━━━ Vorgegebener Text ━━━
Heute sind wir einen Schritt weiter?
Ach ganz egal, was man sich dabei gedacht hat, man soll sich super verstanden haben auf Schloss Merkelburg. Die kahle Natur drückte indes aus, was auch in den Wirtschaftsnachrichten aus der Euro-Zone steht: Ein Frühling, der nicht kommen will. Portugal will den Gürtel noch mal zwei Löcher enger schnallen – und das, wo sie dort jetzt schon den Kitt aus den Scheiben essen müssen. Das ist nur der letzte “Triumph” einer EUdSSR, in der Genosse Barrosso, Van Rompompom und Herr Duselbloom glauben, “das Schlimmste” läge hinter uns. Viele Millionen von Menschen hat dieser gescheiterte Freilandversuch bereits in Hunger und Elend gestürzt, und dafür hat die EUdSSR dann auch noch den Nobelpreis kassiert.
━━━
◆ Ziel der Übung
Schreiben Sie den obigen Text zur Lage in der Euro-Zone vollständig und ohne jede Änderung ab.
━━━ Auszüge der Einträge ━━━
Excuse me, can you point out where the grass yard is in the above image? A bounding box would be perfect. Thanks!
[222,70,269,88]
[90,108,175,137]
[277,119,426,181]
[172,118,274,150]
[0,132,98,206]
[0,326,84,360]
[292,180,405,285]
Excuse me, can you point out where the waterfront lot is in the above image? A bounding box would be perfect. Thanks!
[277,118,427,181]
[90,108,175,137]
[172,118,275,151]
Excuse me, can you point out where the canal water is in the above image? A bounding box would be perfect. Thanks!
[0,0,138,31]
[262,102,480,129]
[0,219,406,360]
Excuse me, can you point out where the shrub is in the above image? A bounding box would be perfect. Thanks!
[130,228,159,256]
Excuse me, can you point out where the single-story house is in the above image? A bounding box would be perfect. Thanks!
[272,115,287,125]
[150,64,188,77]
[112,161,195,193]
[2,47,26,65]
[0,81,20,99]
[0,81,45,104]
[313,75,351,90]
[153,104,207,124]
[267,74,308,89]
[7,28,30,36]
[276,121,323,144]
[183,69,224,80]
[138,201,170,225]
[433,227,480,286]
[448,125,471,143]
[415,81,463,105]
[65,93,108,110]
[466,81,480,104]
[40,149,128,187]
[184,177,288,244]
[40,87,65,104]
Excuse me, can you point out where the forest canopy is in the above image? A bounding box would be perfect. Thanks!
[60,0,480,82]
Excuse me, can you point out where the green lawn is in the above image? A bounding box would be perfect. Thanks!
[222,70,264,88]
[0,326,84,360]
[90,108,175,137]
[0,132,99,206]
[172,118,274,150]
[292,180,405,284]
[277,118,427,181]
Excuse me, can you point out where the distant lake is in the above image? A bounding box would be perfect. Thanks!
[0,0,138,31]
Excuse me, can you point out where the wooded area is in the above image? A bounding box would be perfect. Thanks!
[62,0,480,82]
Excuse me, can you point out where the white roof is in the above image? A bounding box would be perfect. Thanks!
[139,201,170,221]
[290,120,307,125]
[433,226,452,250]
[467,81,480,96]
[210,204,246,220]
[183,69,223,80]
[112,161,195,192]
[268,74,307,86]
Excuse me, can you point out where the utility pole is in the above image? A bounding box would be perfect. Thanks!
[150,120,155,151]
━━━
◆ Endgültige Antwort
Heute sind wir einen Schritt weiter?
Ach ganz egal, was man sich dabei gedacht hat, man soll sich super verstanden haben auf Schloss Merkelburg. Die kahle Natur drückte indes aus, was auch in den Wirtschaftsnachrichten aus der Euro-Zone steht: Ein Frühling, der nicht kommen will. Portugal will den Gürtel noch mal zwei Löcher enger schnallen – und das, wo sie dort jetzt schon den Kitt aus den Scheiben essen müssen. Das ist nur der letzte “Triumph” einer EUdSSR, in der Genosse Barrosso, Van Rompompom und Herr Duselbloom glauben, “das Schlimmste” läge hinter uns. Viele Millionen von Menschen hat dieser gescheiterte Freilandversuch bereits in Hunger und Elend gestürzt, und dafür hat die EUdSSR dann auch noch den Nobelpreis kassiert.